--- Reading passage Enclosed Below ---
10. Safety and environmental protection

With regard to the part of the work under its responsibility, the supplier is responsible for the application of legal and regulatory measures of safety in the workplace for all people and protection of the environment. The supplier undertakes in this capacity to:

  • Comply with workplace safety regulations defined to current legislation;
  • Provide its staff with the materials and equipment needed to comply with these rules;
  • Devise and implement the means by which this obligation can be fulfilled;

11. Data Protection.

RESL reserves the right to process the supplier’s personal data in the course of executing this order. In particular, the supplier grants RESL permission to disclose such data to third parties both in Switzerland and abroad for the purpose of conducting its business activities. The provider will take the necessary measures to ensure data protection.

12. Secrecy agreement

The parties agree not to disclose any contents of this Agreement or any information related to this transaction to third parties except to regulators and to the extent necessary.
--- End of Enclosed Reading passage ---
In the contract terms, why is RESL allowed to pass the supplier's personal data to third parties? Answer in one to three sentences.
--- Data excerpts Enclosed Below ---
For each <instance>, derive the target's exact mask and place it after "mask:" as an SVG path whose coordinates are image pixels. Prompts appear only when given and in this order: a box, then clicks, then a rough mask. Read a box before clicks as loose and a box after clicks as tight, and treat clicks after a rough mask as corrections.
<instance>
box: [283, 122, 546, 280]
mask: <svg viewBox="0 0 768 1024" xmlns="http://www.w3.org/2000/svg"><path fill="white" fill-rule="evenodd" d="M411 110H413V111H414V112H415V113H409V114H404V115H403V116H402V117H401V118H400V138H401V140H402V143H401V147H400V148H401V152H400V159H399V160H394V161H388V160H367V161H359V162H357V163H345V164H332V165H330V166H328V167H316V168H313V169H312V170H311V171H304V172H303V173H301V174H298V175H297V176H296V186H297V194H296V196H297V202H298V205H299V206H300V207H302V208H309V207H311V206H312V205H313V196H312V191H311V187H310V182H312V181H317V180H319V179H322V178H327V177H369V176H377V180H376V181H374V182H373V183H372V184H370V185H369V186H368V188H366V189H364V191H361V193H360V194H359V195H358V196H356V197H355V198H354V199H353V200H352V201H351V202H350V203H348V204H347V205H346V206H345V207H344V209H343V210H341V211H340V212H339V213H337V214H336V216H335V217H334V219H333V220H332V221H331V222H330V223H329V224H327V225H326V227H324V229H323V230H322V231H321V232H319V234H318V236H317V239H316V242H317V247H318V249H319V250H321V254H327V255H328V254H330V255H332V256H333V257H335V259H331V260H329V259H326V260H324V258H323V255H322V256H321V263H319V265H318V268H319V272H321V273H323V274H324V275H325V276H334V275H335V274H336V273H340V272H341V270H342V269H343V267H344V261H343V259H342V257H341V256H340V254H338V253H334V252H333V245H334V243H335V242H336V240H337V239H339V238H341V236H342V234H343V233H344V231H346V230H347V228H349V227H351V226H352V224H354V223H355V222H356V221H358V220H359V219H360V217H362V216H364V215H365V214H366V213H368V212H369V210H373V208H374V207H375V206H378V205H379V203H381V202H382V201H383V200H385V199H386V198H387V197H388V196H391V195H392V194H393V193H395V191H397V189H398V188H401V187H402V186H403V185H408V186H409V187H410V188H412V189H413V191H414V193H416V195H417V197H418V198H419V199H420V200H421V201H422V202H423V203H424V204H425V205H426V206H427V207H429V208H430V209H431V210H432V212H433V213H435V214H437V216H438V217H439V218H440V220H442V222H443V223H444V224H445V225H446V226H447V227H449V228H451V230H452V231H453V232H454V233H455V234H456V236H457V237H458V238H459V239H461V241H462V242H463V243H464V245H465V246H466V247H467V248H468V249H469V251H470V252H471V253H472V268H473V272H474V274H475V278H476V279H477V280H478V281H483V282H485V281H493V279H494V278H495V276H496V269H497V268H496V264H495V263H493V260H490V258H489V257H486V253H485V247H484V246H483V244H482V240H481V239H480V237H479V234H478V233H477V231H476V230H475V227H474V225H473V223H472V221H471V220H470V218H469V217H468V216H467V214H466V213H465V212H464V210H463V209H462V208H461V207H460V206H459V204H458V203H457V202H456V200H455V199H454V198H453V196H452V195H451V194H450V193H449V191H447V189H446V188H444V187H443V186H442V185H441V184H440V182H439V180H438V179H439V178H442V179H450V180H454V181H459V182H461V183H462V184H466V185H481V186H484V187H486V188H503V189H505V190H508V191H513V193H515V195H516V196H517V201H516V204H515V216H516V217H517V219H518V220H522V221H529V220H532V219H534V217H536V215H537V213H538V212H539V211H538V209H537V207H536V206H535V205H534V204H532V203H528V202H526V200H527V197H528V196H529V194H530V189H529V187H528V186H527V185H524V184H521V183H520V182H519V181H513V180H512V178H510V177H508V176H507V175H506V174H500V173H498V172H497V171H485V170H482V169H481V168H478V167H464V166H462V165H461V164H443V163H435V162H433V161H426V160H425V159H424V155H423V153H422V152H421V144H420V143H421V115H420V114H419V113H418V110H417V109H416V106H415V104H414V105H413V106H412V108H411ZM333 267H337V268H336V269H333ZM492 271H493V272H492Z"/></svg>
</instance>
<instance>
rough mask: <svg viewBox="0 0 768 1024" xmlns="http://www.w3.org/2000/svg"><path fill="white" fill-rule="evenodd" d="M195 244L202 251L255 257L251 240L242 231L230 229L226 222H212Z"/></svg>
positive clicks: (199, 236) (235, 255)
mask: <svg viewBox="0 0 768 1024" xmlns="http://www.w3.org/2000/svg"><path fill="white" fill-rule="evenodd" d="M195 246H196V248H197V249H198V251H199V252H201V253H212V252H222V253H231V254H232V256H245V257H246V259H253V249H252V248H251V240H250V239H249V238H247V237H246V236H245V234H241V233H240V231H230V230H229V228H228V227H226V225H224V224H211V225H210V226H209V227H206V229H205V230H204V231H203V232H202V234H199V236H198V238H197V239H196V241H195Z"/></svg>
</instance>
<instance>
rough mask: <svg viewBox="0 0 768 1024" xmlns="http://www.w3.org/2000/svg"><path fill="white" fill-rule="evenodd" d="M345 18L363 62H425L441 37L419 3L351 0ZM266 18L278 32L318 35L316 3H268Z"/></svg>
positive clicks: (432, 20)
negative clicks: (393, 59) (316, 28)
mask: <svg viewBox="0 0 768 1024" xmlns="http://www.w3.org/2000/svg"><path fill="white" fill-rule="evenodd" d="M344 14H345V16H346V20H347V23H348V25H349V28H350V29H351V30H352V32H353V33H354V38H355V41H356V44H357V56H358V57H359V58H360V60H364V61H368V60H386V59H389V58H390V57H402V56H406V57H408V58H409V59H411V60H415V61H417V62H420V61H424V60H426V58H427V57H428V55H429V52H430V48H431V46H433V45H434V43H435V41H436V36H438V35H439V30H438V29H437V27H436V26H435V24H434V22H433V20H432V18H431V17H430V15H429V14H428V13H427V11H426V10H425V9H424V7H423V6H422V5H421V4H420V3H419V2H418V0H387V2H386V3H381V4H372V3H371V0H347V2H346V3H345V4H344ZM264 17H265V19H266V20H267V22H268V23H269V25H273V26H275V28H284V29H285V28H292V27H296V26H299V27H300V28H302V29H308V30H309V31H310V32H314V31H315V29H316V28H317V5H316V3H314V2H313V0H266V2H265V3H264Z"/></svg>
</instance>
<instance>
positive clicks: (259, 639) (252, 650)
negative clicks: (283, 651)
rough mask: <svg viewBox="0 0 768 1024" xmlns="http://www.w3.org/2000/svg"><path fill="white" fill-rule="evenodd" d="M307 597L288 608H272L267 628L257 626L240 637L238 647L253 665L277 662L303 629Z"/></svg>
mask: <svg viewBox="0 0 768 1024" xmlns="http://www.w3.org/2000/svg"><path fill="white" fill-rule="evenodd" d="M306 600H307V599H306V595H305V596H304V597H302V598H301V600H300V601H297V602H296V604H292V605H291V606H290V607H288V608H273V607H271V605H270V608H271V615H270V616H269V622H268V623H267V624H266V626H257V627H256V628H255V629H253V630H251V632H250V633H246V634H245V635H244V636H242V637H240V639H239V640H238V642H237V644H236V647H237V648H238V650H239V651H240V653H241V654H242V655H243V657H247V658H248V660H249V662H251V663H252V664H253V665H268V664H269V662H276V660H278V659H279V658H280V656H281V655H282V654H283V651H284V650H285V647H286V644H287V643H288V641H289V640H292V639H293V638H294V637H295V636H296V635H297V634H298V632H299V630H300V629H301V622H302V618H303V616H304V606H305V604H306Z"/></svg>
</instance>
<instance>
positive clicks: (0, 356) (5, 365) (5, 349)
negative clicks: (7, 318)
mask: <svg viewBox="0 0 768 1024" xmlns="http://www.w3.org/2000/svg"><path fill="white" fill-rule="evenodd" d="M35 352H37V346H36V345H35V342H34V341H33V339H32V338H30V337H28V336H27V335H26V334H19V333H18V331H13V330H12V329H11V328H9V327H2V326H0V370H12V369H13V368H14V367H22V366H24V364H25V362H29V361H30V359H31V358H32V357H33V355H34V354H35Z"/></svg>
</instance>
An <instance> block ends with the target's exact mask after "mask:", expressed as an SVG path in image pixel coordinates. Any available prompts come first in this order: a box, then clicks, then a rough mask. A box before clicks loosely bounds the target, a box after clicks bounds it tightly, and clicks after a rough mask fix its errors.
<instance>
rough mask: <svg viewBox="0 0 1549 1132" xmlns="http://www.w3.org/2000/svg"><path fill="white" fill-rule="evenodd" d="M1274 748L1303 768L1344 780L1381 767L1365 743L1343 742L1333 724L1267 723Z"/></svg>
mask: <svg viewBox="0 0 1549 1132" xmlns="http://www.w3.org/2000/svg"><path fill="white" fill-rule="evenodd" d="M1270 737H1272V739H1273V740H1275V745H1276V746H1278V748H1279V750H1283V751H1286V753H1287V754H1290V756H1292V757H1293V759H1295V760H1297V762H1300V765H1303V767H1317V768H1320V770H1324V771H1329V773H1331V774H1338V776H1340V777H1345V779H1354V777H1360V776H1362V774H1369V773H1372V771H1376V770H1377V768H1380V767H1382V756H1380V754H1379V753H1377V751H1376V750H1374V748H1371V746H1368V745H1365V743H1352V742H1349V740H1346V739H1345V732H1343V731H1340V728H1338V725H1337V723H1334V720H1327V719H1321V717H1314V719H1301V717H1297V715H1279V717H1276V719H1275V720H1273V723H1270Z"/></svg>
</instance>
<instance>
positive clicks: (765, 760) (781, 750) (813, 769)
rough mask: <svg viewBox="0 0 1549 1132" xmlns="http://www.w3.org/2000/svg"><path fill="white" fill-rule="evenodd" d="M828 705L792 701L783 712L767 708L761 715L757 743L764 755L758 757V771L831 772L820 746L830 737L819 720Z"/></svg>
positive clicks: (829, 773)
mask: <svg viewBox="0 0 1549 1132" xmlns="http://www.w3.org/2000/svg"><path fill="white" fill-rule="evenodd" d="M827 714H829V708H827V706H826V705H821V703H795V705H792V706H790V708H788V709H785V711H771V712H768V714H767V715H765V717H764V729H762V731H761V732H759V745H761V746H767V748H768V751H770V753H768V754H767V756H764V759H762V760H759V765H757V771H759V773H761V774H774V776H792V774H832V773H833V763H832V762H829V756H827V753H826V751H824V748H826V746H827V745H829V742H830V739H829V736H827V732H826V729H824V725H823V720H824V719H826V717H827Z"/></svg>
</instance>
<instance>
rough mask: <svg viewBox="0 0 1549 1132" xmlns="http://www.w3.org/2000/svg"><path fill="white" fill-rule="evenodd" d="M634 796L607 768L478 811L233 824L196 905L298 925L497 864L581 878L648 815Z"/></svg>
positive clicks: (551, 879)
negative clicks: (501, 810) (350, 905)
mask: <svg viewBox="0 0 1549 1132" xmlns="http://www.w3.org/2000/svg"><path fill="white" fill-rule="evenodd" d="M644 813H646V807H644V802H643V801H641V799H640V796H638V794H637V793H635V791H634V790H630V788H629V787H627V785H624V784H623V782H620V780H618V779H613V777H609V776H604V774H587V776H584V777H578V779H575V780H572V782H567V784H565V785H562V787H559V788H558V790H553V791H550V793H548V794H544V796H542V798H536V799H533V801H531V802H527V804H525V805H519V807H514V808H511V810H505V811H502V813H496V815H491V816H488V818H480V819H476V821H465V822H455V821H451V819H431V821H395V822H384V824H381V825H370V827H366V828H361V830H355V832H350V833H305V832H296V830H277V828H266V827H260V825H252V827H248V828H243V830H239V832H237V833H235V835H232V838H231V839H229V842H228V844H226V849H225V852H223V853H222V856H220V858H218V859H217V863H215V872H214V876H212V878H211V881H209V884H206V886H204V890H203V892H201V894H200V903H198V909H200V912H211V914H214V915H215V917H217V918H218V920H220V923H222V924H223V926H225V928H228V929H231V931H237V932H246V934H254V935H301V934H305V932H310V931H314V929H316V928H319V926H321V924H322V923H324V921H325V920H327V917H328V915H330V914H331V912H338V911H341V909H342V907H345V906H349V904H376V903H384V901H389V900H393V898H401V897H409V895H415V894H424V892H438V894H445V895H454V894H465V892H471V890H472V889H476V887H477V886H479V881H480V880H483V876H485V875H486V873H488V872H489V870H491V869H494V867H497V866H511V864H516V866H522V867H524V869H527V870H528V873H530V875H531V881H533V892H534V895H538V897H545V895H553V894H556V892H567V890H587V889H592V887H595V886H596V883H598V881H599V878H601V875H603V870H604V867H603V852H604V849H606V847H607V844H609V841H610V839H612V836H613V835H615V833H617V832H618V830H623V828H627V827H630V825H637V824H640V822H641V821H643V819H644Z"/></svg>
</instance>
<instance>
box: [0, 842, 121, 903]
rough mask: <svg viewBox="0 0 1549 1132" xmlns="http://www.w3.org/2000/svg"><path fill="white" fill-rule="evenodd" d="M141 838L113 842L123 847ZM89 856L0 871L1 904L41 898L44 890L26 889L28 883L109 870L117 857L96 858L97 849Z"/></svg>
--- End of Enclosed Data excerpts ---
◆ Expected output
RESL may disclose the supplier's personal data to third parties in Switzerland and abroad for the purpose of conducting its business activities. The supplier grants this permission as part of RESL's right to process its data while executing the order.